# DATA
===

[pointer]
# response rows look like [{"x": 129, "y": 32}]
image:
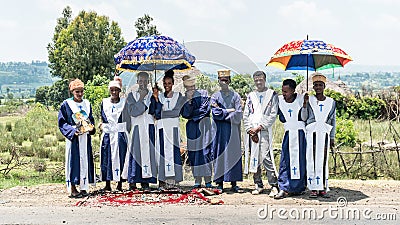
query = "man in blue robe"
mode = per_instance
[
  {"x": 198, "y": 128},
  {"x": 114, "y": 139},
  {"x": 77, "y": 130},
  {"x": 292, "y": 168},
  {"x": 227, "y": 115},
  {"x": 166, "y": 108},
  {"x": 141, "y": 160}
]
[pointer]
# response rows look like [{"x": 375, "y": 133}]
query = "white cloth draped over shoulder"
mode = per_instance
[
  {"x": 83, "y": 139},
  {"x": 292, "y": 125},
  {"x": 168, "y": 125},
  {"x": 259, "y": 102},
  {"x": 113, "y": 112},
  {"x": 142, "y": 122},
  {"x": 317, "y": 156}
]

===

# TASK DETAILS
Reproduce every entry exactly, but omit each picture.

# SOLUTION
[pointer]
# response rows look like [{"x": 129, "y": 32}]
image:
query = "man in blue robe"
mode = per_instance
[
  {"x": 198, "y": 128},
  {"x": 114, "y": 139},
  {"x": 77, "y": 130},
  {"x": 292, "y": 168},
  {"x": 227, "y": 115},
  {"x": 166, "y": 108},
  {"x": 141, "y": 160}
]
[pointer]
# response rows look like [{"x": 375, "y": 133}]
query = "white cloth draped over shoulder"
mode = per_instance
[
  {"x": 83, "y": 139},
  {"x": 292, "y": 125},
  {"x": 168, "y": 125},
  {"x": 259, "y": 102},
  {"x": 113, "y": 112},
  {"x": 142, "y": 122},
  {"x": 317, "y": 156}
]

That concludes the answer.